*Extrait de page*:
Si Je ne saisis pas votre demande, veuillez appuyer sur la touche B, ne fut jamais notre réponse, il nous est arrivé de sombrer dans cette interrogation : comment l’Hebdo-Blog pourrait-il être lu plus aisément, sans que grise mine n’apparaisse chez les collègues rétifs à ces manipulations fastidieuses ? Comment permettre que le génie sorte par éclipses de sa bouteille, que ça se dise et mi-dise, au-delà de notre communauté d’abonnés ? Comment ne pas donner du grain à moudre aux Devos, Bedos et Pierre Dac évoqués par Jacques-Alain Miller dans la notice de Mon enseignement : « On en sait un bout, mais là-dessus, motus, ça se règle entre nous. » ?[1]

Et oui ! Comme vous venez de le lire par le biais d’ECF-Messager, à partir de ce numéro et chaque semaine donc, certains textes choisis par la rédaction seront à la disposition de tous et pourront être lus dans leur intégralité. Un nouveau pas se franchit aujourd’hui.

*Enregistrements fournis*:
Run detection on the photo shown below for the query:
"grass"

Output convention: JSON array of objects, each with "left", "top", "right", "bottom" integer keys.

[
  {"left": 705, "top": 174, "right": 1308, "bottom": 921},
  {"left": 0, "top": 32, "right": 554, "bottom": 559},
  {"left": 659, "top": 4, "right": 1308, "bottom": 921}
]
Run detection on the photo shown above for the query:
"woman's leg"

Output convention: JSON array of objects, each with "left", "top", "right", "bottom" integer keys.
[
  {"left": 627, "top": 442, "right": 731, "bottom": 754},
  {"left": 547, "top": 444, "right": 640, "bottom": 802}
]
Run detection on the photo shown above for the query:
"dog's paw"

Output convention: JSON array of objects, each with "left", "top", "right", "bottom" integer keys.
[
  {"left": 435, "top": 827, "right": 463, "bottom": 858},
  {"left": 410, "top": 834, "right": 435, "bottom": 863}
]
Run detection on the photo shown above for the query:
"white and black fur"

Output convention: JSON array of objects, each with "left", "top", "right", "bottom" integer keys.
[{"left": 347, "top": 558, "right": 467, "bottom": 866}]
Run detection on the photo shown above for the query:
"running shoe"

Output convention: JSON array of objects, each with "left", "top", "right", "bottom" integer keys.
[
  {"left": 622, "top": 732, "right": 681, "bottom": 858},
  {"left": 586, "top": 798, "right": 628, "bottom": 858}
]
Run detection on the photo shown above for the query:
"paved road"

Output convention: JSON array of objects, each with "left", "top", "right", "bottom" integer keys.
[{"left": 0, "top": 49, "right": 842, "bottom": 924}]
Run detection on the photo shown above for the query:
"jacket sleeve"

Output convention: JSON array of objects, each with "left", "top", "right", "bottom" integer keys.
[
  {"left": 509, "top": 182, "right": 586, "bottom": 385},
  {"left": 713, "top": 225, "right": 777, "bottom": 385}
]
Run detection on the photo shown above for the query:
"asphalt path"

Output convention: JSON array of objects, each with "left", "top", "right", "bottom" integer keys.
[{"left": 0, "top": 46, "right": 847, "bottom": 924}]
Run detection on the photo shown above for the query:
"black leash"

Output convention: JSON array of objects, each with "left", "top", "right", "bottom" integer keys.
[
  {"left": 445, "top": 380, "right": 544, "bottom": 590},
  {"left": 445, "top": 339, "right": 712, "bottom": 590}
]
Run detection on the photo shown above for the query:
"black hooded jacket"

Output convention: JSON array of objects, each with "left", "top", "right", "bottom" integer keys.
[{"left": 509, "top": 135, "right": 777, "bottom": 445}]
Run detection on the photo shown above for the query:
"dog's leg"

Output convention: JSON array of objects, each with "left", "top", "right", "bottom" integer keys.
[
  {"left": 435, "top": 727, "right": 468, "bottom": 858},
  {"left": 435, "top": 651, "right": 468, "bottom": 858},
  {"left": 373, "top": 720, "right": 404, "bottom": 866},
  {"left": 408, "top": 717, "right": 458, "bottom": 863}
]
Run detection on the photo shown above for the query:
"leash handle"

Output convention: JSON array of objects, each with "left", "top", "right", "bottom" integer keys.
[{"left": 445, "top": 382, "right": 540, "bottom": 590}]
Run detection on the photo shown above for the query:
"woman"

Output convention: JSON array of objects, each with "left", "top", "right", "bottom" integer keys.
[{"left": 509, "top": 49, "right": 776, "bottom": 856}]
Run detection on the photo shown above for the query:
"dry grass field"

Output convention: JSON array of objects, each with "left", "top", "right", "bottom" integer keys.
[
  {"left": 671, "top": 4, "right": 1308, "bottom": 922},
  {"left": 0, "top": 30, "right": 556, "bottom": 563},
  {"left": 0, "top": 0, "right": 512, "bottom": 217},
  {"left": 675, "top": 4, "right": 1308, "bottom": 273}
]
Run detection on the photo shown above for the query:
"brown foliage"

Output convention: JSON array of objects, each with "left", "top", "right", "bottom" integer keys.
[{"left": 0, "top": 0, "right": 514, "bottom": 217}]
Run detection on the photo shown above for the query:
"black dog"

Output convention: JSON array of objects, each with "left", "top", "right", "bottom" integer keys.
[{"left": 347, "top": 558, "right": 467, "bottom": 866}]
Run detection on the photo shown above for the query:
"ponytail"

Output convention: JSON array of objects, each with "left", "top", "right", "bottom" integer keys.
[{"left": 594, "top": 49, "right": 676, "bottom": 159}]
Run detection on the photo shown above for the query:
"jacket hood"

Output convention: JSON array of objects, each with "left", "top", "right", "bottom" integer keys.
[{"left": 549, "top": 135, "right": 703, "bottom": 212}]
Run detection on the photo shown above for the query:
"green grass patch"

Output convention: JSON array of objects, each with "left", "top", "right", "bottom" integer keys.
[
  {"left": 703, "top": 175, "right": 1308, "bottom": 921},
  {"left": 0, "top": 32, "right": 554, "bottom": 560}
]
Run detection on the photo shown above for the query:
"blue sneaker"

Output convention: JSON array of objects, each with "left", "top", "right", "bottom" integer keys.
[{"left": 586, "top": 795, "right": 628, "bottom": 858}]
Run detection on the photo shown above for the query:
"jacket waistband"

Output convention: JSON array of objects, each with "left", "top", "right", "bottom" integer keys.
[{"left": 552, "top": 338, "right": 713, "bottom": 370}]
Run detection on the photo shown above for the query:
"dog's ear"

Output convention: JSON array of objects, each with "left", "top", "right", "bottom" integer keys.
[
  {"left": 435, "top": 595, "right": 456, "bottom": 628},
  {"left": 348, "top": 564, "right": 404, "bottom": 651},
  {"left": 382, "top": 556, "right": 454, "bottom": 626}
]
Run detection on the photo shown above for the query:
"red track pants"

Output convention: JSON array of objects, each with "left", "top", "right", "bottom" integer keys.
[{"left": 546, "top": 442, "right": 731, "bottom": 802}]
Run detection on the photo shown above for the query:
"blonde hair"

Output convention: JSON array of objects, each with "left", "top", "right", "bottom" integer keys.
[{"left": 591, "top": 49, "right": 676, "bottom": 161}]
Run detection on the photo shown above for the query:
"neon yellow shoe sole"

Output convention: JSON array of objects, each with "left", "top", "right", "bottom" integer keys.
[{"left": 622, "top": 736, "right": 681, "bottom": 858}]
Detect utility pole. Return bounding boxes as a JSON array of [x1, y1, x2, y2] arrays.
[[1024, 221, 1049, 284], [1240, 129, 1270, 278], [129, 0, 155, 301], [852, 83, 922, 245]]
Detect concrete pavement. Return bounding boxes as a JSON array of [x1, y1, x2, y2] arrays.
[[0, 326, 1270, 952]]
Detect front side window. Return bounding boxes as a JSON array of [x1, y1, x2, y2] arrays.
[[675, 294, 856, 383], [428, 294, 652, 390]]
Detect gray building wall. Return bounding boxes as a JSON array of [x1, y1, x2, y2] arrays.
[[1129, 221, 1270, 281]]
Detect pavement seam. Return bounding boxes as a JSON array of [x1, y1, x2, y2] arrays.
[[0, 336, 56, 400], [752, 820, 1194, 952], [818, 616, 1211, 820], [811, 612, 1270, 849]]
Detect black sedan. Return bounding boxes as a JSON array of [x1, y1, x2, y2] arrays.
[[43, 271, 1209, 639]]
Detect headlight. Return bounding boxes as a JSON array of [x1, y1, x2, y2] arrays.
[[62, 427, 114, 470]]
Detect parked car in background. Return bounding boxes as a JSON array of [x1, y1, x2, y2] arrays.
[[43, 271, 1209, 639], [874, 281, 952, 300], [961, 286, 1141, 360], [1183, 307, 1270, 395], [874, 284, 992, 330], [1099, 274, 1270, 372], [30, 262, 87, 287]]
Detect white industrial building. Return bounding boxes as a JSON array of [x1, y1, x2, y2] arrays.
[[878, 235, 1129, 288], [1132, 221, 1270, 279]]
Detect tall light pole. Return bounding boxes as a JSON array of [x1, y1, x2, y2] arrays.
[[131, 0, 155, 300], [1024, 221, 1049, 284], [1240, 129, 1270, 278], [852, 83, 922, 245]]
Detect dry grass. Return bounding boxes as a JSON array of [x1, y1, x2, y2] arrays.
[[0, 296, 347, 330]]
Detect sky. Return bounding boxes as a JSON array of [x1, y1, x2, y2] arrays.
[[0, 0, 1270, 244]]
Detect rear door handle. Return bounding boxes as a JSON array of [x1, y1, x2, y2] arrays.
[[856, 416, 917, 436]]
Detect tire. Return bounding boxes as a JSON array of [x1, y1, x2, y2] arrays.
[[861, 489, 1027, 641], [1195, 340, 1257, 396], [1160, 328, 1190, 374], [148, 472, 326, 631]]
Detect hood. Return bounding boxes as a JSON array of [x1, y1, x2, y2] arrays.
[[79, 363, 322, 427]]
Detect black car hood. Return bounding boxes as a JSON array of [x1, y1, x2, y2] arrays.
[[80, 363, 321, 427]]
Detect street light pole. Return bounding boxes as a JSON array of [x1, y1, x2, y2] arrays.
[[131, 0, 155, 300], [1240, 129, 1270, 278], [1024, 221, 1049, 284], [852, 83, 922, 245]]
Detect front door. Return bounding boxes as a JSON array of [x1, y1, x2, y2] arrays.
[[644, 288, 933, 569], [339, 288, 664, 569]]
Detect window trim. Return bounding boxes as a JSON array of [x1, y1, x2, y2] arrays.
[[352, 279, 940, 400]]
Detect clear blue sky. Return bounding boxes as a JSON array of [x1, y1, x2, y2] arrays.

*Tâches à effectuer*:
1) Modifiez l'extrait sur l'Hebdo-Blog en partant des mots « Et oui ! Comme » jusqu'aux mots « se franchit aujourd’hui. » inclus, et remplacez « numéro » par « mois ».
2) Reproduisez les lignes des enregistrements, en commençant à la ligne qui contient « Detect concrete pavement. » et en vous arrêtant après celle qui contient « [[62, 427, 114, 470]] ».
Les enregistrements sont sans aucun rapport avec l'extrait.

*Réponses aux exercices*:
1)
Et oui ! Comme vous venez de le lire par le biais d’ECF-Messager, à partir de ce mois et chaque semaine donc, certains textes choisis par la rédaction seront à la disposition de tous et pourront être lus dans leur intégralité. Un nouveau pas se franchit aujourd’hui.

2)
Detect concrete pavement. Return bounding boxes as a JSON array of [x1, y1, x2, y2] arrays.
[[0, 326, 1270, 952]]
Detect front side window. Return bounding boxes as a JSON array of [x1, y1, x2, y2] arrays.
[[675, 294, 856, 383], [428, 294, 652, 390]]
Detect gray building wall. Return bounding boxes as a JSON array of [x1, y1, x2, y2] arrays.
[[1129, 221, 1270, 281]]
Detect pavement seam. Return bounding boxes as a JSON array of [x1, y1, x2, y2] arrays.
[[0, 336, 56, 400], [752, 820, 1194, 952], [818, 616, 1211, 820], [811, 612, 1270, 849]]
Detect black sedan. Return bounding boxes as a JSON array of [x1, y1, x2, y2] arrays.
[[43, 271, 1209, 639]]
Detect headlight. Return bounding boxes as a JSON array of [x1, y1, x2, y2] arrays.
[[62, 427, 114, 470]]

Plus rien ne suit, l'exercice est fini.